- **Input material**:
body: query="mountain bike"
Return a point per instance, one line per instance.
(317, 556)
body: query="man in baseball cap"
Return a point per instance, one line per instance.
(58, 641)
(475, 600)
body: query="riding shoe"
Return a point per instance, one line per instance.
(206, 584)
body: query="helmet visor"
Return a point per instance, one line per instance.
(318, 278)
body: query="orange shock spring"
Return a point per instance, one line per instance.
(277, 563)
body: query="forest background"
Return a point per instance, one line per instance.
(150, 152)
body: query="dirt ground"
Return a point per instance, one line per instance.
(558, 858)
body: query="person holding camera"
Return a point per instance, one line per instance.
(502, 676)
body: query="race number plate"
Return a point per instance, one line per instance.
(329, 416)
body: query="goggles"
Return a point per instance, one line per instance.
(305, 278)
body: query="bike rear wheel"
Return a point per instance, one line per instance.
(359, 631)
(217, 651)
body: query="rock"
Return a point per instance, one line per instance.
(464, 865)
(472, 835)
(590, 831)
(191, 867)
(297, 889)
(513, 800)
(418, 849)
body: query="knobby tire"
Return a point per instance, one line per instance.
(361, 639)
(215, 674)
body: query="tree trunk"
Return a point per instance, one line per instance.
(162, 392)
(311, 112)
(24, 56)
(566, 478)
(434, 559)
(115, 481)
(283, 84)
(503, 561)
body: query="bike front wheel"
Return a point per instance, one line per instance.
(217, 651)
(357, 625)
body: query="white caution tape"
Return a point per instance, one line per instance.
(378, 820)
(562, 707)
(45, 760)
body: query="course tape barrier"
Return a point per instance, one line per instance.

- **Task description**:
Which lines in the material contain the word "wheel"? Pull each of them out.

- **Output of the task**:
body: query="bike rear wheel"
body: query="bike front wheel"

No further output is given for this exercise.